Exercise requirements —
a. From the road-trip essay below, list the names the text gives for the writer's wife and two daughters.
b. Count the lines of the records below that contain the word "negative", and give only that number.

Passage for review —
★ ★ ★ ★ ★

“Good evening, sir! Do you have a reservation?”
The desk clerk at the Tillamook, Ore. Shilo Inn looked like she had put in a full day
checking in families and answering calls for more towels and was ready for her Friday night to begin. But she was still cheerful and pleasant as she greeted me when I stepped up to the counter and began to answer her as I reached to take my glasses off.
My glasses that I wear to drive. My glasses that I had just worn over 662.7 miles of driving from Oakland, Calif. My glasses that, as soon I pulled them off my face, snapped apart, breaking in hands.
The girl at the counter saw me juggling the lens that had popped out and the arm that had held it and which was dangling like Joe Theisman’s leg after Lawrence Taylor broke it in two on national TV during that Monday Night Football game back in 1985. She then asked me what was probably the only thing anyone would ask a person in such a foolish-looking position as myself
“Can I get you some tape for those?”
The reason we were in Tillamook was because we needed someplace to stay the night on this two-day drive from Oakland to Tacoma, Wash., near where I grew up, to spend a week at my mom’s. We did this drive last year and enjoyed it so much as a family that we decided to make it an annual tradition. Only this year, we made a slight change in the itinerary, and that change was going to Tillamook so that we could visit the world-famous Tillamook Cheese Factory.
Driving to my mom’s is a long, but relatively stress-free trip. Once you get out of the San Francisco Bay Area and hit I-5, it’s a straight shot to Tacoma. The total drive is about 770 miles. If I left my house at 5 a.m. and really put my mind and gas pedal to it, I could be at my mom’s in time for some of her homemade fried chicken and the first pitch of that night’s Seattle Mariners game.
But when you add your wife, The Thoroughly Awesome Ms. Crums, and two daughters, Maddo, who is three-and-half, and the nearly two-year-old Little Sis, to the roadshow, time on the highway takes on a whole new meaning. You make pit stops for standard things like lunch or to get a cup of coffee, but you also have diaper changes that must be attended to.

★ ★ ★ ★ ★

Data supplied —
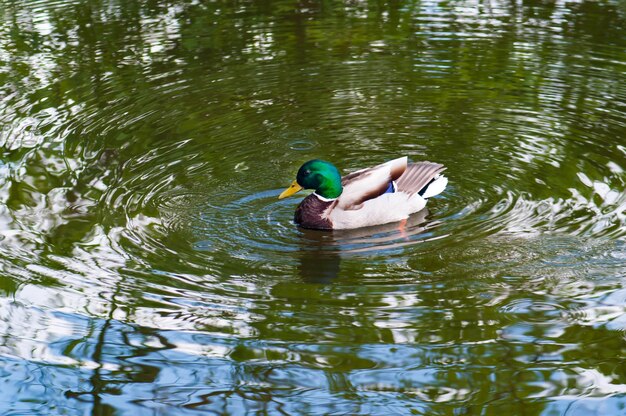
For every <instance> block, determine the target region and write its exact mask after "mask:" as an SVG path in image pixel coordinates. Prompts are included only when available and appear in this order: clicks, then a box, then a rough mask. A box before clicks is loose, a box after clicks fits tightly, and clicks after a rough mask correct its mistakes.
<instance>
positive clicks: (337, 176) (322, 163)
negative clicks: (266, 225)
mask: <svg viewBox="0 0 626 416" xmlns="http://www.w3.org/2000/svg"><path fill="white" fill-rule="evenodd" d="M445 169H446V168H445V167H444V166H443V165H441V164H439V163H432V162H417V163H409V161H408V158H407V157H406V156H405V157H401V158H398V159H394V160H391V161H389V162H387V163H383V164H381V165H378V166H374V167H371V168H366V169H361V170H358V171H356V172H353V173H350V174H348V175H346V176H344V177H343V178H342V177H341V174H340V173H339V170H338V169H337V168H336V167H335V166H334V165H333V164H332V163H330V162H326V161H324V160H319V159H314V160H309V161H308V162H306V163H305V164H303V165H302V166H301V167H300V169H299V170H298V174H297V176H296V180H295V181H293V183H292V184H291V186H290V187H289V188H287V189H285V190H284V191H283V192H282V193H281V194H280V196H279V197H278V198H279V199H283V198H286V197H288V196H291V195H293V194H295V193H296V192H298V191H300V190H302V189H314V190H315V192H313V193H312V194H310V195H309V196H307V197H306V198H304V199H303V200H302V202H301V203H300V205H298V208H297V209H296V213H295V216H294V221H295V222H296V224H298V225H300V226H301V227H304V228H313V229H319V230H340V229H351V228H360V227H367V226H371V225H379V224H386V223H390V222H396V221H402V220H405V219H407V218H408V217H409V215H411V214H413V213H415V212H417V211H420V210H421V209H423V208H424V207H425V206H426V201H427V199H428V198H430V197H432V196H435V195H438V194H440V193H441V192H443V190H444V188H445V187H446V185H447V184H448V179H447V178H446V177H445V176H443V175H442V174H441V172H443V171H444V170H445Z"/></svg>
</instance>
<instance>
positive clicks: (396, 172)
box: [337, 156, 408, 210]
mask: <svg viewBox="0 0 626 416" xmlns="http://www.w3.org/2000/svg"><path fill="white" fill-rule="evenodd" d="M407 164H408V158H407V157H406V156H405V157H401V158H398V159H394V160H391V161H389V162H387V163H383V164H382V165H378V166H374V167H372V168H368V169H362V170H359V171H356V172H353V173H351V174H349V175H346V176H344V177H343V178H342V180H341V184H342V186H343V192H342V193H341V196H339V198H338V200H337V206H338V208H340V209H343V210H355V209H359V208H360V207H361V206H362V204H363V202H365V201H367V200H370V199H373V198H376V197H378V196H380V195H382V194H383V193H385V191H386V190H387V187H388V186H389V182H391V181H395V180H397V179H398V178H401V177H402V174H403V173H404V172H405V171H406V169H407Z"/></svg>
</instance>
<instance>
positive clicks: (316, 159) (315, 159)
mask: <svg viewBox="0 0 626 416" xmlns="http://www.w3.org/2000/svg"><path fill="white" fill-rule="evenodd" d="M301 189H315V193H316V194H318V195H319V196H322V197H324V198H337V197H338V196H339V195H341V191H342V190H343V188H342V187H341V174H340V173H339V170H337V168H336V167H335V166H334V165H333V164H332V163H329V162H326V161H324V160H319V159H314V160H309V161H308V162H306V163H305V164H304V165H302V166H301V167H300V169H299V170H298V175H297V176H296V180H295V181H293V183H292V184H291V186H290V187H289V188H287V189H286V190H285V191H284V192H283V193H282V194H280V196H279V197H278V198H279V199H282V198H286V197H288V196H291V195H293V194H295V193H296V192H298V191H299V190H301Z"/></svg>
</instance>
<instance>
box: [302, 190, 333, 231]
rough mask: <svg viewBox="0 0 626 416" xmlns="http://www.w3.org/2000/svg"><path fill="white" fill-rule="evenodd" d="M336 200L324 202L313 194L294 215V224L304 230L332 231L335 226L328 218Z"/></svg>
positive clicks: (308, 198) (307, 196) (309, 196)
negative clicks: (330, 209)
mask: <svg viewBox="0 0 626 416" xmlns="http://www.w3.org/2000/svg"><path fill="white" fill-rule="evenodd" d="M335 203H336V201H335V200H330V201H324V200H322V199H320V198H319V197H318V196H317V195H315V194H311V195H309V196H307V197H306V198H304V199H303V200H302V202H301V203H300V205H298V208H296V213H295V215H294V218H293V220H294V222H295V223H296V224H298V225H300V226H301V227H304V228H313V229H317V230H332V229H333V224H332V222H331V221H330V219H329V218H328V216H327V213H328V211H329V210H330V208H331V206H332V205H334V204H335Z"/></svg>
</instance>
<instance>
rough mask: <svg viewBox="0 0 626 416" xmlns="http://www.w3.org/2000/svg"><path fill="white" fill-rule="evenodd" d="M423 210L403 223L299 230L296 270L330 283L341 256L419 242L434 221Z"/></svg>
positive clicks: (400, 247)
mask: <svg viewBox="0 0 626 416" xmlns="http://www.w3.org/2000/svg"><path fill="white" fill-rule="evenodd" d="M427 215H428V210H427V209H424V210H422V211H420V212H418V213H416V214H414V215H412V216H411V217H409V219H408V220H407V221H406V223H404V224H403V223H397V222H396V223H391V224H383V225H377V226H374V227H366V228H358V229H354V230H335V231H319V230H307V229H301V232H302V234H301V236H302V238H301V240H300V251H299V256H300V259H299V260H300V264H299V268H298V270H299V272H300V276H301V277H302V279H303V280H305V281H307V282H311V283H329V282H331V281H332V280H333V279H335V278H336V277H338V276H339V275H340V268H341V267H340V266H341V257H342V256H349V255H355V254H361V255H371V256H376V255H381V252H382V251H386V250H393V249H399V248H402V247H404V246H408V245H413V244H418V243H422V242H424V241H426V240H428V239H430V238H432V236H431V235H430V233H428V231H429V230H430V229H432V228H434V227H436V226H437V225H438V224H439V223H438V222H436V221H431V222H427V221H426V217H427Z"/></svg>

★ ★ ★ ★ ★

Problem solutions —
a.
The Thoroughly Awesome Ms. Crums
Maddo
Little Sis

b. 2